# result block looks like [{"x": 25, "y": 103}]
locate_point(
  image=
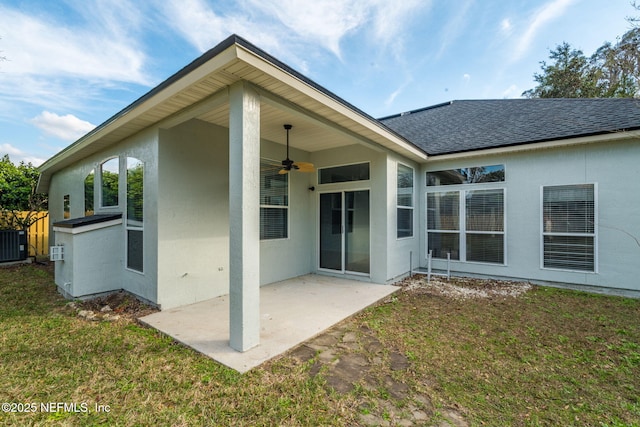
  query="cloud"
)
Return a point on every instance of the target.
[
  {"x": 550, "y": 11},
  {"x": 454, "y": 26},
  {"x": 68, "y": 128},
  {"x": 278, "y": 25},
  {"x": 511, "y": 92},
  {"x": 506, "y": 26},
  {"x": 52, "y": 48},
  {"x": 203, "y": 27},
  {"x": 16, "y": 155}
]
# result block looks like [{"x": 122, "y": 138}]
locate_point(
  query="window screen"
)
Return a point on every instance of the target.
[
  {"x": 568, "y": 224},
  {"x": 404, "y": 201},
  {"x": 135, "y": 214},
  {"x": 274, "y": 201}
]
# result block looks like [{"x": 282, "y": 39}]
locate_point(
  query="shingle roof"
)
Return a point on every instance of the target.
[{"x": 461, "y": 126}]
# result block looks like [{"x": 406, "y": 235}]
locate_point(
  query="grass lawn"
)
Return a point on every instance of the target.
[{"x": 546, "y": 357}]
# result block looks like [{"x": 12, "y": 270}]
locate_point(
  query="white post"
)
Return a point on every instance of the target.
[{"x": 244, "y": 217}]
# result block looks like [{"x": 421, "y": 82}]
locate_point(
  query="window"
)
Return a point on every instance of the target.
[
  {"x": 67, "y": 206},
  {"x": 109, "y": 172},
  {"x": 484, "y": 225},
  {"x": 443, "y": 224},
  {"x": 473, "y": 175},
  {"x": 274, "y": 201},
  {"x": 480, "y": 213},
  {"x": 568, "y": 227},
  {"x": 135, "y": 214},
  {"x": 357, "y": 172},
  {"x": 405, "y": 201},
  {"x": 88, "y": 194}
]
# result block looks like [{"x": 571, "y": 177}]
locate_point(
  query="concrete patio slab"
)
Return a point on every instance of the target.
[{"x": 291, "y": 312}]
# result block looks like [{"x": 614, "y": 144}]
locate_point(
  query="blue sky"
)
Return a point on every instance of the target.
[{"x": 72, "y": 64}]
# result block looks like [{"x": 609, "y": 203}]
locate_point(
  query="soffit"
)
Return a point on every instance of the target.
[{"x": 333, "y": 124}]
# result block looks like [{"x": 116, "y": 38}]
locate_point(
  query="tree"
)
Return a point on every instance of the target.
[
  {"x": 617, "y": 67},
  {"x": 613, "y": 71},
  {"x": 18, "y": 194},
  {"x": 569, "y": 76}
]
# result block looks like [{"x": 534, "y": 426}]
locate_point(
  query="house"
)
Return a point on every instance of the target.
[{"x": 181, "y": 196}]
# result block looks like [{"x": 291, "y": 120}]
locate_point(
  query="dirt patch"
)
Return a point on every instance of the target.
[
  {"x": 350, "y": 358},
  {"x": 465, "y": 287},
  {"x": 112, "y": 307}
]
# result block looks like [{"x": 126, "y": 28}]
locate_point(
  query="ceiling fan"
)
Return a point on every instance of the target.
[{"x": 289, "y": 165}]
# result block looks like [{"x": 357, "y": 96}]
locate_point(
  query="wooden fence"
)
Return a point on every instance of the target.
[{"x": 38, "y": 233}]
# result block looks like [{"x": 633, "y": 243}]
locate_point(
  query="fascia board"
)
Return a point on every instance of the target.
[
  {"x": 533, "y": 146},
  {"x": 396, "y": 142},
  {"x": 141, "y": 106}
]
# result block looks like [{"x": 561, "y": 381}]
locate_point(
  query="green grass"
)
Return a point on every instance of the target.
[{"x": 549, "y": 357}]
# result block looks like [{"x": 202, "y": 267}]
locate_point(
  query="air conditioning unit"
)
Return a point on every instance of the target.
[
  {"x": 56, "y": 253},
  {"x": 13, "y": 245}
]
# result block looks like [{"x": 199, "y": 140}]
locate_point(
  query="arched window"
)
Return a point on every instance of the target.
[{"x": 88, "y": 193}]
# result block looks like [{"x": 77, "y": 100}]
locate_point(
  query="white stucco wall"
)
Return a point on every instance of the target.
[
  {"x": 193, "y": 213},
  {"x": 70, "y": 181},
  {"x": 90, "y": 260},
  {"x": 611, "y": 165}
]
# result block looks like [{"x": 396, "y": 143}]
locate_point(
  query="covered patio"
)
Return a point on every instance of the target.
[{"x": 291, "y": 312}]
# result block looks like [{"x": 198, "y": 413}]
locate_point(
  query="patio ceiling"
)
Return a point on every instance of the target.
[{"x": 200, "y": 90}]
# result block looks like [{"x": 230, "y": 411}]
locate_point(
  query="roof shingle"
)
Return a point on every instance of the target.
[{"x": 469, "y": 125}]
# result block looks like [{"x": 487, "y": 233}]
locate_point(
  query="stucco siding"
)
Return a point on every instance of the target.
[
  {"x": 285, "y": 258},
  {"x": 98, "y": 260},
  {"x": 608, "y": 165},
  {"x": 402, "y": 253},
  {"x": 193, "y": 214}
]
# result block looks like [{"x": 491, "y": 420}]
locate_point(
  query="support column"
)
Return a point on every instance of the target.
[{"x": 244, "y": 217}]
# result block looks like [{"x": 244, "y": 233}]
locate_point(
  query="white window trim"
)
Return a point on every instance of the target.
[
  {"x": 128, "y": 227},
  {"x": 279, "y": 239},
  {"x": 594, "y": 234},
  {"x": 462, "y": 225},
  {"x": 413, "y": 202},
  {"x": 101, "y": 188}
]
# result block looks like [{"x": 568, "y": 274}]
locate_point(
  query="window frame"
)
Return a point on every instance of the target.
[
  {"x": 287, "y": 230},
  {"x": 102, "y": 198},
  {"x": 462, "y": 230},
  {"x": 400, "y": 207},
  {"x": 129, "y": 225},
  {"x": 593, "y": 235}
]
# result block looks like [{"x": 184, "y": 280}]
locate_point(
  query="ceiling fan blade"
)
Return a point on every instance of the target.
[{"x": 305, "y": 166}]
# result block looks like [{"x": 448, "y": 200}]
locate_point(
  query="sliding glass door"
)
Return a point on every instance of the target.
[{"x": 344, "y": 231}]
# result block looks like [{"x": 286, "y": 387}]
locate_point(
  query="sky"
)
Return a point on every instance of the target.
[{"x": 68, "y": 65}]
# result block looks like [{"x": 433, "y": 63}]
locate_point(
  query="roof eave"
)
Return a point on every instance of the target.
[
  {"x": 542, "y": 144},
  {"x": 234, "y": 48}
]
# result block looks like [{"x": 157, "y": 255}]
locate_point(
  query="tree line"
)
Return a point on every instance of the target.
[{"x": 612, "y": 71}]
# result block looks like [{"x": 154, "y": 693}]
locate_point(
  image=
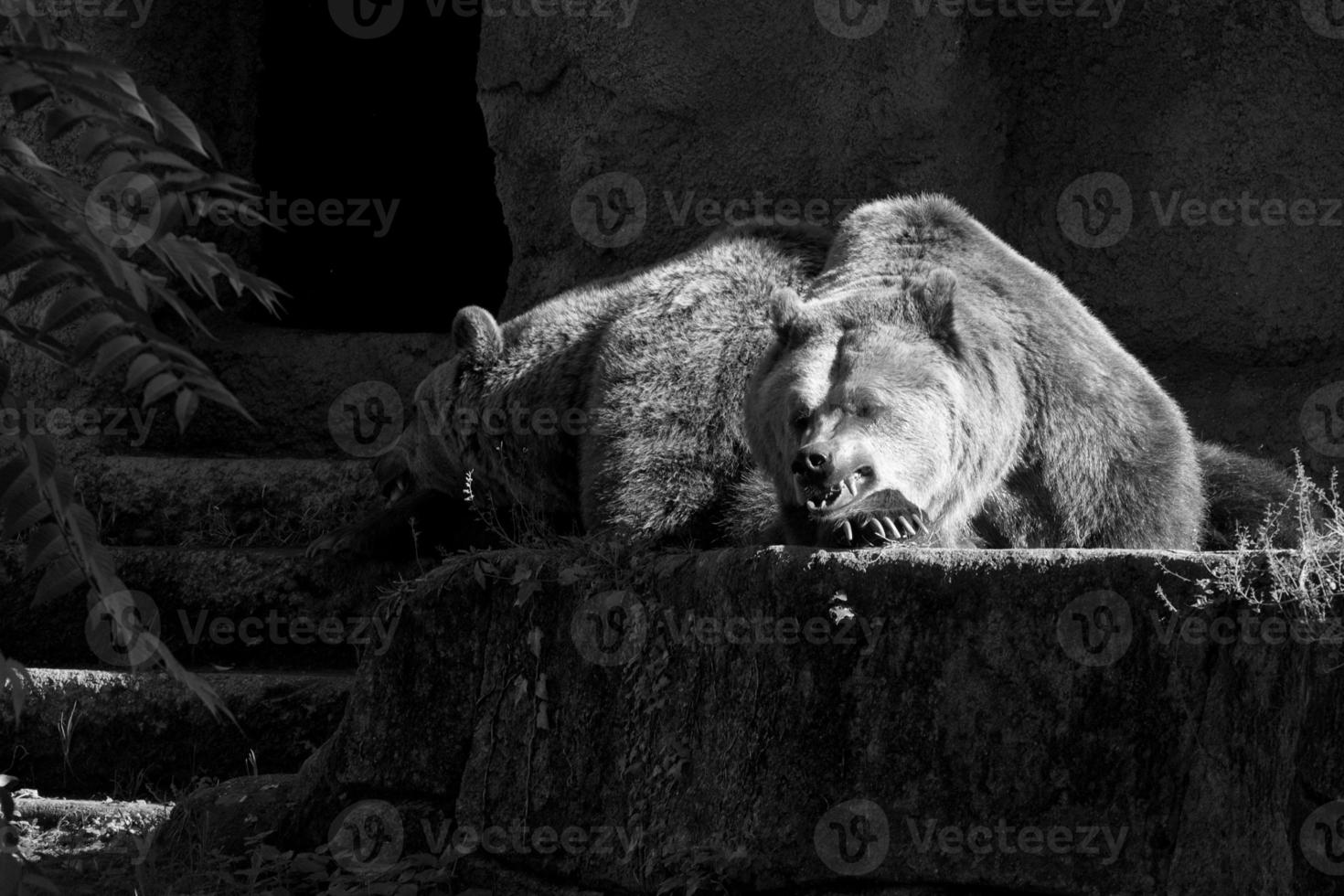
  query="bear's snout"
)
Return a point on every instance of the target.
[
  {"x": 829, "y": 475},
  {"x": 814, "y": 461}
]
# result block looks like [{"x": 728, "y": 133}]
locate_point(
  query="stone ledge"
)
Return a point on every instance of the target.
[
  {"x": 195, "y": 589},
  {"x": 132, "y": 730},
  {"x": 976, "y": 703}
]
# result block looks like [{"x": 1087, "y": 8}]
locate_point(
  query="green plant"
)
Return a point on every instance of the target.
[
  {"x": 1307, "y": 579},
  {"x": 91, "y": 269}
]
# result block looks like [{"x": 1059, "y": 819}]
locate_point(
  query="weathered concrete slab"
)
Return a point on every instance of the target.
[
  {"x": 1037, "y": 720},
  {"x": 129, "y": 731}
]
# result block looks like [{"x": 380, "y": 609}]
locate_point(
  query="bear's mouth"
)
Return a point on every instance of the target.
[{"x": 837, "y": 495}]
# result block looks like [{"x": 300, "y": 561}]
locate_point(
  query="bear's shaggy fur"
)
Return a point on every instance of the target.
[
  {"x": 976, "y": 400},
  {"x": 940, "y": 387},
  {"x": 620, "y": 400}
]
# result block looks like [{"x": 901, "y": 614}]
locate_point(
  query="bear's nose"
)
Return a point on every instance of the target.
[{"x": 812, "y": 461}]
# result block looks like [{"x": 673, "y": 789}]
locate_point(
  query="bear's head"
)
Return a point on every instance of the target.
[
  {"x": 857, "y": 411},
  {"x": 436, "y": 450}
]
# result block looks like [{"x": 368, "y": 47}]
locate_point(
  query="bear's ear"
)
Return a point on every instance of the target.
[
  {"x": 477, "y": 336},
  {"x": 785, "y": 306},
  {"x": 934, "y": 298}
]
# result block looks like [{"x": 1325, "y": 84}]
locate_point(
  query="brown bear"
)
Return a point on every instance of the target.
[
  {"x": 613, "y": 407},
  {"x": 940, "y": 389},
  {"x": 958, "y": 395}
]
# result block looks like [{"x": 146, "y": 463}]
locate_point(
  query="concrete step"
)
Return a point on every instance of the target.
[
  {"x": 258, "y": 607},
  {"x": 286, "y": 379},
  {"x": 144, "y": 735},
  {"x": 233, "y": 503}
]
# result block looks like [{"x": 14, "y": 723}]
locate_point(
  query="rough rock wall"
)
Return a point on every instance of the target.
[
  {"x": 1110, "y": 142},
  {"x": 624, "y": 139}
]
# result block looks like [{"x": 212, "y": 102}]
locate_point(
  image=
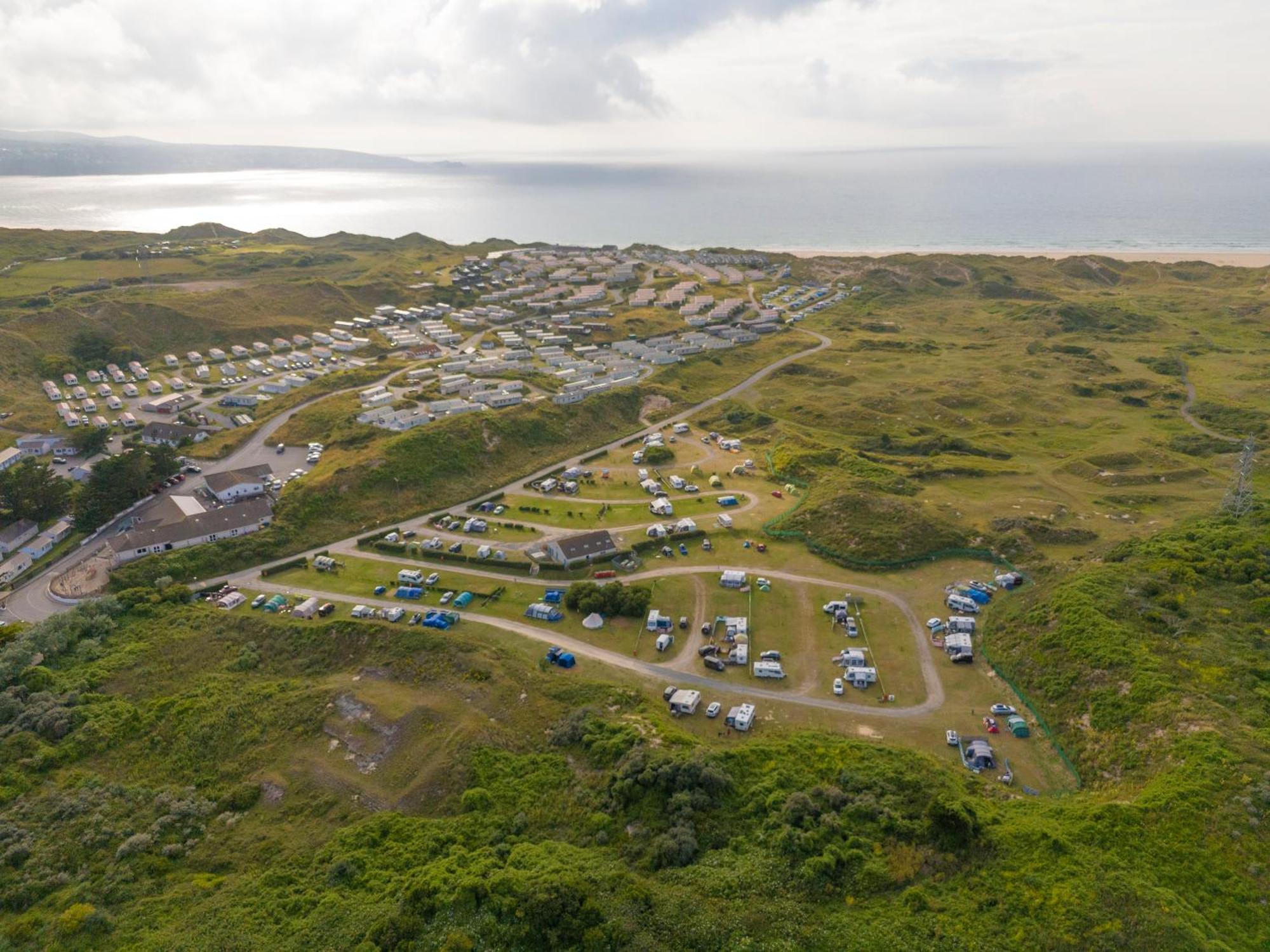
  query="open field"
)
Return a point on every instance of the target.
[{"x": 180, "y": 776}]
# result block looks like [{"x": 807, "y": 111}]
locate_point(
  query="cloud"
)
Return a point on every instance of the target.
[
  {"x": 530, "y": 62},
  {"x": 971, "y": 72}
]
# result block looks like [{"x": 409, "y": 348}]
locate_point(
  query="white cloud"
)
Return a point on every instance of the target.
[{"x": 543, "y": 76}]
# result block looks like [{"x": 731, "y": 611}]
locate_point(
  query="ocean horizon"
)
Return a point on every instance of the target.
[{"x": 1111, "y": 200}]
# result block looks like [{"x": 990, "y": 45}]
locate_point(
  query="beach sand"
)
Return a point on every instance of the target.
[{"x": 1231, "y": 260}]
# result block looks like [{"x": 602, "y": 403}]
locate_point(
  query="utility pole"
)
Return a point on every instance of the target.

## WHAT IS BEING ASKED
If a line in the material contains "green", show it.

## WRITTEN REPLY
  query="green grass"
  query="green plant"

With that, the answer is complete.